Os negócios entre o Brasil e Portugal cresceram visivelmente nos últimos anos. Um dos responsáveis por esse crescimento foi inegavelmente Lula da Silva, o ex-presidente brasileiro, que valorizou as ligações a Portugal. Quando se descobrem casos suspeitos do outro lado do Atlântico é normal que alguns deles cheguem a Portugal. Mas o Lava Jato, o escândalo de corrupção que agora agita o Brasil (depois do Mensalão e do Petrolão) não se cruza apenas com um processo, mas sim com vários. Uma teia de relações entre empresas e pessoas que o Observador tentou simplificar em 5 gráficos.

No cruzamento de linhas do Brasil para Portugal (com passagens por África e Suíça), o Lava Jato entra pelo processo Operação Marquês dentro, pelo qual estão detidos José Sócrates (prisão preventiva), Armando Vara, ex-administrador da CGD, Joaquim Barroca, ex-administrador do Grupo Lena, e o empresário Carlos Santos Silva (todos em prisão domiciliária).  Toca também no caso Monte Branco, via Akoya, a empresa suíça gestora de fortunas representada em Portugal por Francisco Canas. É no âmbito deste processo que, entre muitos outros, é arguido Ricardo Salgado, que teve de pagar uma caução de três milhões de euros para aguardar julgamento em liberdade. E nem o BPN escapa, uma vez que o banco de Oliveira e Costa (que aguarda julgamento em prisão domiciliária) seria usado para a circulação de dinheiro.

Até Passos Coelho acabou por ser citado, alegadamente por ter recebido de Lula da Silva um pedido para interceder a favor da Odebrecht aquando da privatização da EGF. A construtora brasileira acabou por nem concorrer e Passos negou que Lula lhe tivesse metido qualquer “cunha” a favor de empresas brasileiras.

E ao mesmo tempo que se multiplicam as notícias e as ligações entre Lula da Silva, o processo Lava Jato, a empresa Odebrecht e os processos em investigação em Portugal, a Procuradoria-Geral da República portuguesa já confirmou ter recebido um pedido de ajuda das autoridades brasileiras e garantiu o seu apoio à investigação que acaba de incluir o próprio Lula da Silva. “Confirma-se a receção de pedido de cooperação judiciária internacional, através de carta rogatória”, diz a Procuradoria-Geral da República (PGR). Mas o caso parece ir muito além da simples suspeita de tráfico de influências do ex-presidente brasileiro como representante da construtora Odebrecht, quando deixou o cargo no Palácio do Planalto.

· · · ·

> _Enunciado A_: Enumere as pessoas que, segundo o texto sobre o Lava Jato, estão detidas no âmbito da Operação Marquês.

> _Linhas da tarefa_:
· · · ·

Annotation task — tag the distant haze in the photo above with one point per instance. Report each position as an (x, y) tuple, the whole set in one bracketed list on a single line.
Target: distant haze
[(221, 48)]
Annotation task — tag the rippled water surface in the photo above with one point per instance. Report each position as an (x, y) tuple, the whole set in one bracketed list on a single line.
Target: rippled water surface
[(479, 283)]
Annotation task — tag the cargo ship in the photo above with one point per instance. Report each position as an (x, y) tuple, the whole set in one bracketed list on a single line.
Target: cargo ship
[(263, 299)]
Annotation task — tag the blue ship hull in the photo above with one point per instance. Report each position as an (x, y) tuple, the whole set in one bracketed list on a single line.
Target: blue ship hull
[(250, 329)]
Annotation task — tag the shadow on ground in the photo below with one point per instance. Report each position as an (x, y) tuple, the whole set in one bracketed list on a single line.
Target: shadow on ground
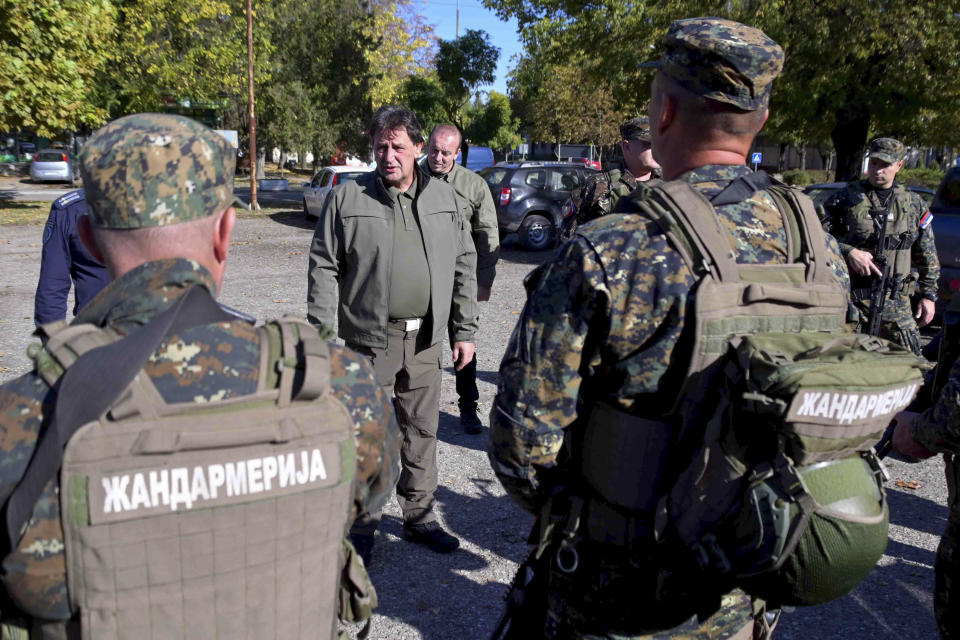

· · · ·

> _Enunciado B_: Substitua "Annotation task" por "Labeling task" em todas as linhas da tarefa e reproduza-as sem outras alterações. Omita as imagens.

> _Resolução A_: José Sócrates, Armando Vara, Joaquim Barroca e Carlos Santos Silva.

> _Resolução B_:
Labeling task — tag the distant haze in the photo above with one point per instance. Report each position as an (x, y) tuple, the whole set in one bracketed list on a single line.
Target: distant haze
[(221, 48)]
Labeling task — tag the rippled water surface in the photo above with one point per instance. Report each position as an (x, y) tuple, the whole set in one bracketed list on a single line.
Target: rippled water surface
[(479, 283)]
Labeling task — tag the cargo ship in the photo above with one point per instance. Report each position as an (x, y) tuple, the whole set in one bracketed list on a single line.
Target: cargo ship
[(263, 299)]
Labeling task — tag the blue ship hull in the photo above with one point per instance. Report each position as an (x, y) tuple, the whole set in one bracketed list on a single line.
Target: blue ship hull
[(250, 329)]
Labeling task — tag the shadow on ground in the photo below with one point per instance. Report each position as an (x, y) tuple, the whole set in one bracketed list on a single line.
Target: shadow on ground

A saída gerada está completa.